# Task to complete
Which lines in the entries below contain the word "concrete"? Copy each of them.

# Source records
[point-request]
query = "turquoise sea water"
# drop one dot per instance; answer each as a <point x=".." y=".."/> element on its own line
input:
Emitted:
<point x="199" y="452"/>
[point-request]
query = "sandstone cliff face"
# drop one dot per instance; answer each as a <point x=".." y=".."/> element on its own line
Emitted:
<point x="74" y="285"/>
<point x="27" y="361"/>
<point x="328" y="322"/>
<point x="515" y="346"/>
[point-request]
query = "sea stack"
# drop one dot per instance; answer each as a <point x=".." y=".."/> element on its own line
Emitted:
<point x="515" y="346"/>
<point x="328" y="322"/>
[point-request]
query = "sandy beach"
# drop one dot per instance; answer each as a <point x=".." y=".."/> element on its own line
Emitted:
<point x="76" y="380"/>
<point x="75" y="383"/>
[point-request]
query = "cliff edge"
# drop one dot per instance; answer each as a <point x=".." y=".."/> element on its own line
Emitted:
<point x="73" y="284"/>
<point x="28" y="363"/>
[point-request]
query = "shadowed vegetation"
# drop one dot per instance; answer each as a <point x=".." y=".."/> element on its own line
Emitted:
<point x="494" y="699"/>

...

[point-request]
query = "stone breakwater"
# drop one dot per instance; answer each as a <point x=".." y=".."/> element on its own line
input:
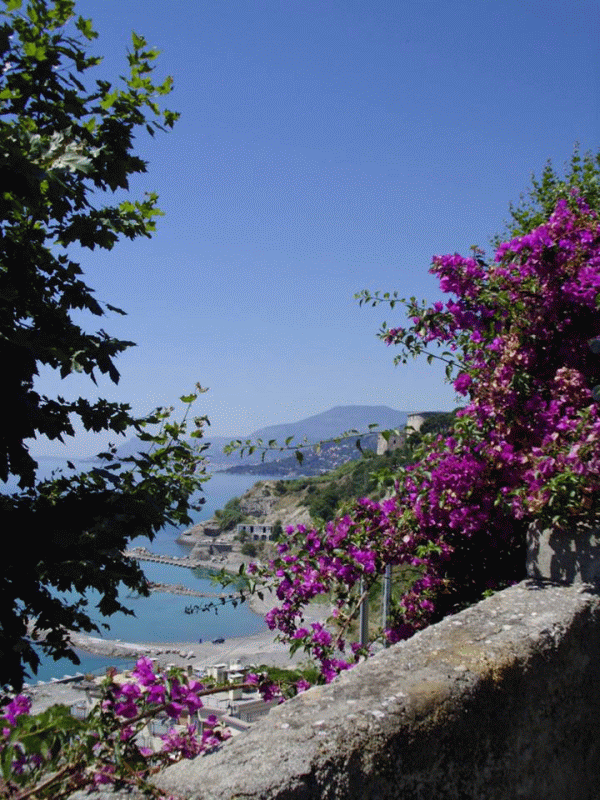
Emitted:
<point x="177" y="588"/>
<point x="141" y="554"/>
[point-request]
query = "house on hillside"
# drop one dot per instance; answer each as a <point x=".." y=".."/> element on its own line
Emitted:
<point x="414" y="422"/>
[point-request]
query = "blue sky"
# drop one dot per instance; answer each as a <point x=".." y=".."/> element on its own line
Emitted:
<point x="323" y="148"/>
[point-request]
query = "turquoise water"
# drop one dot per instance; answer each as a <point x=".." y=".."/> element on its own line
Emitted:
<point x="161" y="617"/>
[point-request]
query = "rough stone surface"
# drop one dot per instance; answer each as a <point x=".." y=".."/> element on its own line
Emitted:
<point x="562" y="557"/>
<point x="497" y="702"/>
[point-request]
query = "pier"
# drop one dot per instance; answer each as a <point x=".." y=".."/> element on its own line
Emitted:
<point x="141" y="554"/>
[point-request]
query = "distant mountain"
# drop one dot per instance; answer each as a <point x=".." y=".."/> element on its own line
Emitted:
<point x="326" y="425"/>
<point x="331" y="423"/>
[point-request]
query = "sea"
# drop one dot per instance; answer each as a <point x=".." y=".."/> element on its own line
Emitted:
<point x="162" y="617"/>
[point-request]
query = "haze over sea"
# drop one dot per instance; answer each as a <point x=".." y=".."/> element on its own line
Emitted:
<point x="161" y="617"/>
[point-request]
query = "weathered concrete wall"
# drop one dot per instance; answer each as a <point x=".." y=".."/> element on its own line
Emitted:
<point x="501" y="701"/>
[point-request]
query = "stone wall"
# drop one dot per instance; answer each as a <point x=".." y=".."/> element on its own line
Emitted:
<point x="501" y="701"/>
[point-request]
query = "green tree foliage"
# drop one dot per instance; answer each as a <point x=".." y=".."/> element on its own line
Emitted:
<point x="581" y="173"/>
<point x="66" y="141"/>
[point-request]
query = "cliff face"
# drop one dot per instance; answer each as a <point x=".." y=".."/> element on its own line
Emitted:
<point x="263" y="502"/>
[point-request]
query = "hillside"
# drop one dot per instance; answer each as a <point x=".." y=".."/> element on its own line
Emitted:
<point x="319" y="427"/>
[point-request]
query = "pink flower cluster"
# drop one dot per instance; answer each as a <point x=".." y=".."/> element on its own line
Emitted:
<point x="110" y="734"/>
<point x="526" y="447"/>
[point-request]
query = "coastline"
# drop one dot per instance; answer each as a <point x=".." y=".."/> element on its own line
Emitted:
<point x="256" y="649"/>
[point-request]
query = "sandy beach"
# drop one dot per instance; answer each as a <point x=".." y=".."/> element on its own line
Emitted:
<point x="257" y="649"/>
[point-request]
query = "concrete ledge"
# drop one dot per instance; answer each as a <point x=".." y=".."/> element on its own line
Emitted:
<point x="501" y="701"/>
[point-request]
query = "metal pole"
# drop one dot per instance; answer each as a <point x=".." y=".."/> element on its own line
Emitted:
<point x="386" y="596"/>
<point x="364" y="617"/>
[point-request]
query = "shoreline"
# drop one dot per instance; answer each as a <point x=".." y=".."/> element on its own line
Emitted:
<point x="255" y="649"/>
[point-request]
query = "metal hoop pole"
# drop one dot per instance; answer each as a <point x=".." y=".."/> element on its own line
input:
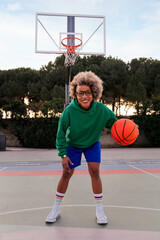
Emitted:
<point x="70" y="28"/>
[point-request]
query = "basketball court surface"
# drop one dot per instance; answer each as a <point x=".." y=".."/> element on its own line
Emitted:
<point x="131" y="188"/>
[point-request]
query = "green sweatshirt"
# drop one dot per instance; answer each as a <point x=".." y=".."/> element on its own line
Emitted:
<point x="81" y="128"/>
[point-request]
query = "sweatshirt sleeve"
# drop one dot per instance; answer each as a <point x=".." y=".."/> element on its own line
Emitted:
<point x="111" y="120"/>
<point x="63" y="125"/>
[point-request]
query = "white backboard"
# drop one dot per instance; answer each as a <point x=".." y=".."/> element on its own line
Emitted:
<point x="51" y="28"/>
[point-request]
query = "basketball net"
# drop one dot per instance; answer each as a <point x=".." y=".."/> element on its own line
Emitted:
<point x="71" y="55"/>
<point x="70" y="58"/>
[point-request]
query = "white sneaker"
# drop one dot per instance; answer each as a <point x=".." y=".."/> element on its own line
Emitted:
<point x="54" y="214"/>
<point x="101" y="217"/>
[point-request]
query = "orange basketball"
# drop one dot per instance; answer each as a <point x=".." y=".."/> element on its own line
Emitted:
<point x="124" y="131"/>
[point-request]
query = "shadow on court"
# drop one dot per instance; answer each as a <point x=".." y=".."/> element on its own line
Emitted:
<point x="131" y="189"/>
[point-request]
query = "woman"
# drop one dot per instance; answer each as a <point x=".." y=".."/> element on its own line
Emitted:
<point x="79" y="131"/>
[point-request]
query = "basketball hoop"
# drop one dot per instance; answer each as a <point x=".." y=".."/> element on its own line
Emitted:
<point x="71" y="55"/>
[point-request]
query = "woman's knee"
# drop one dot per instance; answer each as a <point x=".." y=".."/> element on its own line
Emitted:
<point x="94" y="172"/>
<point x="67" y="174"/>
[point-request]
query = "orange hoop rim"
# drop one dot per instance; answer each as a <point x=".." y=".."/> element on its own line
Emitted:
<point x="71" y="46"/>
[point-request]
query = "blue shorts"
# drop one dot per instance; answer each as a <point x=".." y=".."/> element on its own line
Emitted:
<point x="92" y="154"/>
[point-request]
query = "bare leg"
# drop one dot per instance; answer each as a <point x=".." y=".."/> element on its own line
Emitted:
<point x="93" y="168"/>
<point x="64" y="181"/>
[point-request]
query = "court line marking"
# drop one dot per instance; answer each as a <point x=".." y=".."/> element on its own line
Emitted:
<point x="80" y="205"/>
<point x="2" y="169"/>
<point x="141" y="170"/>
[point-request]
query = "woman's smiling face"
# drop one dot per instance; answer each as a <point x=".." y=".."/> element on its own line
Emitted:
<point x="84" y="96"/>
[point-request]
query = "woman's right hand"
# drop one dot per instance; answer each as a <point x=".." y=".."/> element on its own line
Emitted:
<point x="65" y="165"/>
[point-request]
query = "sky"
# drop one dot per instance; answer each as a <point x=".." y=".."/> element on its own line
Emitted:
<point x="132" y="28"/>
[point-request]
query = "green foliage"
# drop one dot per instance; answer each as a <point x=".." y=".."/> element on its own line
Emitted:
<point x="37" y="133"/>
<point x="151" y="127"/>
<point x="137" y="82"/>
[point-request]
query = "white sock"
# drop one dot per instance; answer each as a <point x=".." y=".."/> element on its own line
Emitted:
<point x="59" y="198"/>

# Written solution
query = "weathered concrete wall"
query = "concrete ledge"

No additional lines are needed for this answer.